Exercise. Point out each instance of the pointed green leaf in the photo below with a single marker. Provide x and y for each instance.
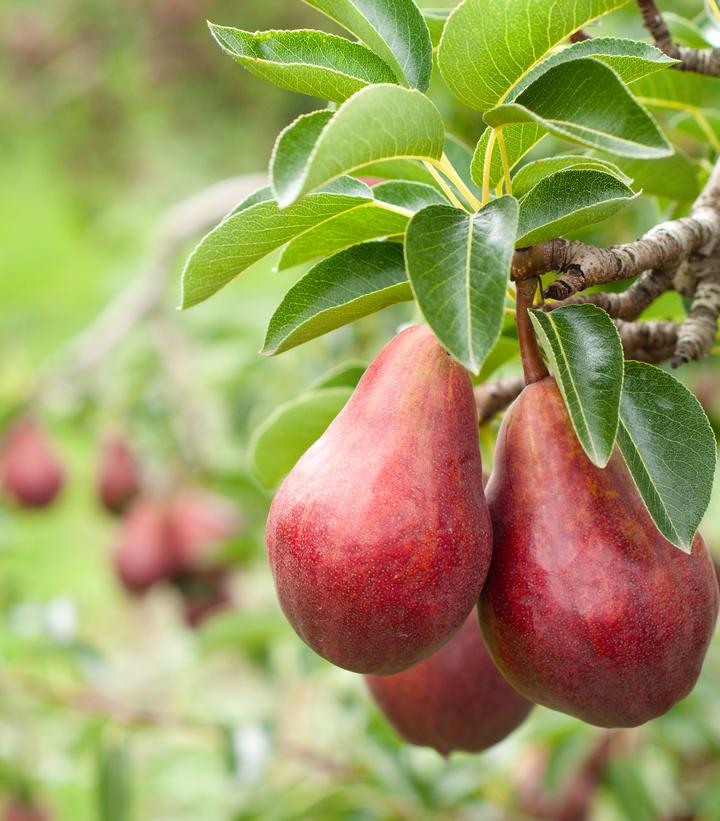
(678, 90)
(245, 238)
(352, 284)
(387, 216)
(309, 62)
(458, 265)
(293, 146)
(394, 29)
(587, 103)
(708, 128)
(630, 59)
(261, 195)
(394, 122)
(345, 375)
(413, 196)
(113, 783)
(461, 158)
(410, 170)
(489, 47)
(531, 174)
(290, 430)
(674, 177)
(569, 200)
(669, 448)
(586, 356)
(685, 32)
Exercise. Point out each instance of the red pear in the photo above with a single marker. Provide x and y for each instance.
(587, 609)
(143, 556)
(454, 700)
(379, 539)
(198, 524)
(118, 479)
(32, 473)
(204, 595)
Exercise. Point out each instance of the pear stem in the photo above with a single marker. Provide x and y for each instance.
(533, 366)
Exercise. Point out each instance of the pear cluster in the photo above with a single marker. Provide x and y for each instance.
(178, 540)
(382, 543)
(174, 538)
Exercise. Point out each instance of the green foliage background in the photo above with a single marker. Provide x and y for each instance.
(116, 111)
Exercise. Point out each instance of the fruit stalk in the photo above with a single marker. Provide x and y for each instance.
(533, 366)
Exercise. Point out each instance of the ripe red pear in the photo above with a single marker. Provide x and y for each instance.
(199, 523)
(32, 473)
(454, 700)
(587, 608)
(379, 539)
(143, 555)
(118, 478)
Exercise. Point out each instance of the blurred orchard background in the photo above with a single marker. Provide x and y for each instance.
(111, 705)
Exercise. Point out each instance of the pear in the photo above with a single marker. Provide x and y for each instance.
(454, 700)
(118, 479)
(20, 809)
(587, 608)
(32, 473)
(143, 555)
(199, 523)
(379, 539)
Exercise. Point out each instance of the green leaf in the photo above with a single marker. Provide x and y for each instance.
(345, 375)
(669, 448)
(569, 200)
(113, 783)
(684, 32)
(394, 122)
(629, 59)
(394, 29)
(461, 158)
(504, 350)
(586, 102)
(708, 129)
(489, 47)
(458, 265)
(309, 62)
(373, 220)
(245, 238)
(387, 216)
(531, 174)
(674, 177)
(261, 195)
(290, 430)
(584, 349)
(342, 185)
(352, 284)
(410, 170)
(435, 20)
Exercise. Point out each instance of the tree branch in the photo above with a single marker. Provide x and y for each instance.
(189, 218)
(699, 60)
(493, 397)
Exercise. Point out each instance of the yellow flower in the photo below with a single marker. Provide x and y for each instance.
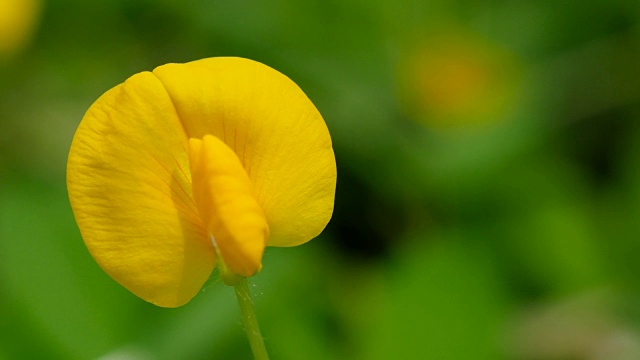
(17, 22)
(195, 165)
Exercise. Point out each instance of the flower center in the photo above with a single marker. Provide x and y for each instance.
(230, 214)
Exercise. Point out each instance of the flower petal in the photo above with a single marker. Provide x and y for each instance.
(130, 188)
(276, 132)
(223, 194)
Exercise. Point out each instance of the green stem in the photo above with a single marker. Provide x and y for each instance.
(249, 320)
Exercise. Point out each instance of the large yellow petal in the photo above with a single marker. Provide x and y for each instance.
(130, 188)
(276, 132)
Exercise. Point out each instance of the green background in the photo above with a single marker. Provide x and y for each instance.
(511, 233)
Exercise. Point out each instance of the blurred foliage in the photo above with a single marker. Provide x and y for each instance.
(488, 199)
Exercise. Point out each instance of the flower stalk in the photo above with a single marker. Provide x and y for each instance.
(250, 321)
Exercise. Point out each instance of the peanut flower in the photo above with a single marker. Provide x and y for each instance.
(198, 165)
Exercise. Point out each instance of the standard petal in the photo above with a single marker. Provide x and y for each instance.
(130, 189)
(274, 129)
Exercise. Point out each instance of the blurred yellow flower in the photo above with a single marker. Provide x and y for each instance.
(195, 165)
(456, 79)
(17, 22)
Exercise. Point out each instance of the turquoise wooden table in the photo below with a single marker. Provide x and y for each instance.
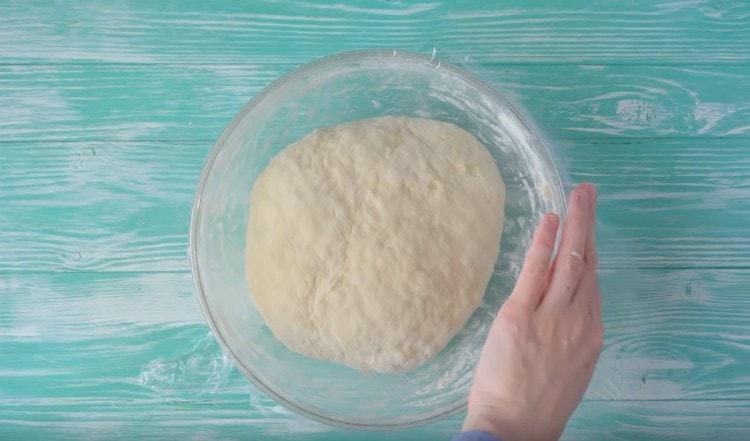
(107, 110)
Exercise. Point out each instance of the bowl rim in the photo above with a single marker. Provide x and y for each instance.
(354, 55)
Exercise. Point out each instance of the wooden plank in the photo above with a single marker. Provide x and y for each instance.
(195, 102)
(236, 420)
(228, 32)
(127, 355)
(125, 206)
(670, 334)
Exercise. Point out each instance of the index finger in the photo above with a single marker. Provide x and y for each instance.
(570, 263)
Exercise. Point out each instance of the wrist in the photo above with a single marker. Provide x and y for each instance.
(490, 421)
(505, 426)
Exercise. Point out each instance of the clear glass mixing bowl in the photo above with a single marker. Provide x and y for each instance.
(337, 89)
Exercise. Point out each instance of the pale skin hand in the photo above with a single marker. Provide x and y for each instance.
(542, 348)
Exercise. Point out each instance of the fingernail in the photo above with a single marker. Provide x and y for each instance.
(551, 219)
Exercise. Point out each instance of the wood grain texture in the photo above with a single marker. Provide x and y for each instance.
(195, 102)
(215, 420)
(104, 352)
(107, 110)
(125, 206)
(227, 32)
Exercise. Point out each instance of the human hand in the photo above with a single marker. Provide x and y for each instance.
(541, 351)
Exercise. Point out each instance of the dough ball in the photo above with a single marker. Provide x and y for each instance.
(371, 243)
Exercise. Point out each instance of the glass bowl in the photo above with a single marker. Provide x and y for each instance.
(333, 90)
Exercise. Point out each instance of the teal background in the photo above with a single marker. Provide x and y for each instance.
☆ ☆ ☆
REQUIRED WORK: Reproduce each line word for word and drop the pictures.

WRITTEN REPLY:
Exercise. Point out each instance of the pointed green leaf in the photo below with a single marker. Provide x and y for each instance.
(678, 90)
(245, 238)
(352, 284)
(387, 216)
(309, 62)
(458, 265)
(293, 146)
(394, 29)
(587, 103)
(708, 128)
(630, 59)
(261, 195)
(394, 122)
(345, 375)
(413, 196)
(113, 783)
(461, 158)
(410, 170)
(489, 47)
(531, 174)
(290, 430)
(674, 177)
(569, 200)
(669, 448)
(586, 356)
(685, 32)
Exercise. Point out each instance of the red pear in the photo above with a single marker. Provide x and y for each instance.
(587, 609)
(143, 556)
(454, 700)
(379, 539)
(198, 524)
(118, 479)
(32, 473)
(204, 595)
Exercise. Point out each instance of the pear stem in the photo above with a single marker. Provide x and y for each instance.
(533, 366)
Exercise. Point out each instance of the pear cluster in the photo above with a single marker. Provide x and y for each instance.
(178, 540)
(382, 543)
(174, 538)
Exercise. Point out each instance of the green foliage background in the photo above with a single marker. Provide x and y for each instance.
(116, 111)
Exercise. Point out each instance of the fruit stalk in the photo above with a single marker. Provide x and y for each instance.
(533, 366)
Exercise. Point out each instance of the ripe red pear in the photo above with a single marker. Provide x and y for each instance.
(199, 523)
(32, 473)
(454, 700)
(587, 608)
(379, 539)
(143, 555)
(118, 478)
Exercise. Point out each instance of the blurred orchard background in the photo above with a single marker. Provide x and y for each instance.
(111, 705)
Exercise. Point out each instance of the pear in the photo above with a single marker. Provide x and y for each instance.
(454, 700)
(118, 479)
(20, 809)
(587, 608)
(32, 473)
(143, 555)
(199, 523)
(379, 539)
Exercise. Point out each instance of the green leaf in the photo above with a single marker. Provide x and y for each instance.
(345, 375)
(669, 448)
(569, 200)
(113, 783)
(684, 32)
(394, 122)
(629, 59)
(394, 29)
(461, 158)
(504, 350)
(586, 102)
(708, 129)
(489, 47)
(458, 265)
(309, 62)
(373, 220)
(245, 238)
(387, 216)
(531, 174)
(674, 177)
(261, 195)
(290, 430)
(584, 349)
(342, 185)
(352, 284)
(410, 170)
(435, 20)
Exercise. Point out each instance of the tree branch in the photo above with a single marker. Provide x and y for each instance.
(189, 218)
(699, 60)
(493, 397)
Exercise. Point out each instance of the yellow flower in the photo below with a single marker. Provide x and y for each instance.
(17, 22)
(195, 165)
Exercise. Point out each instance of the flower center in the photo above with a single marker. Provide x and y for each instance.
(230, 214)
Exercise. Point out each instance of the flower petal in the photo above with a single marker. Provide x and y for each instance.
(130, 188)
(276, 132)
(223, 194)
Exercise. Point out each instance of the green stem in the photo above with a single marker. Provide x and y for each instance.
(249, 320)
Exercise. Point out each instance of the large yellow petal in the photo above with a single marker. Provide x and y for each instance.
(130, 188)
(276, 132)
Exercise. Point out each instance of the green background in the photo above with a single marker. Provide x and y for each instance.
(511, 233)
Exercise. Point out each instance of the blurred foliage in the photo above with a single marker. Provide x and y for each instance.
(488, 199)
Exercise. Point out each instance of the flower stalk in the photo above with a single marker. Provide x and y for each instance.
(250, 321)
Exercise. Point out each instance of the peanut flower in the photo above with a single marker. Provide x and y for each instance.
(198, 165)
Exercise. Point out each instance of the standard petal in the photo above with a single marker. Provide x and y for each instance.
(130, 189)
(274, 129)
Exercise. Point out each instance of the blurred yellow flower in the photo above with a single marker. Provide x and y for each instance.
(195, 165)
(456, 79)
(17, 22)
Exercise. Point out each instance of the turquoise wooden table in the photo below with a single marker. Provide x and y for each instance.
(107, 110)
Exercise. Point out each instance of the bowl rim in the photo above with a single marker. Provide x and y for each instance.
(354, 55)
Exercise. Point out each instance of the wooden plank in the photo above with a single marker. Provide x and y for each instance.
(195, 102)
(236, 420)
(228, 32)
(127, 355)
(125, 206)
(670, 334)
Exercise. Point out each instance of the index finger in the photo above with a single marker. Provide x and y for each instance.
(570, 263)
Exercise. Point out each instance of the wrist in the photo above with a single marker. Provide x and y for each instance.
(490, 421)
(505, 426)
Exercise. Point out each instance of the clear glass mixing bowl in the photo above with a single marker. Provide x and y for each instance.
(337, 89)
Exercise. Point out each instance of the pale skin hand in the photo above with a single marker. Provide x and y for each instance.
(542, 348)
Exercise. Point out each instance of the fingernail in the photo above with a single marker. Provide x and y for each instance.
(551, 219)
Exercise. Point out each instance of the wood grain texture in the photo above with a single marker. Provide x and y for each instance.
(195, 102)
(215, 420)
(104, 352)
(107, 110)
(125, 206)
(227, 32)
Exercise. Point out each instance of the human hand in the photo above with a single marker. Provide x and y for each instance.
(541, 351)
Exercise. Point out each instance of the dough ball in the photo above with a single marker. Provide x and y for each instance.
(371, 243)
Exercise. Point out each instance of the glass bowl in the photo above with a single marker. Provide x and y for each instance.
(333, 90)
Exercise. Point out each instance of the teal background in the photo above with a single marker. Provide x and y for each instance.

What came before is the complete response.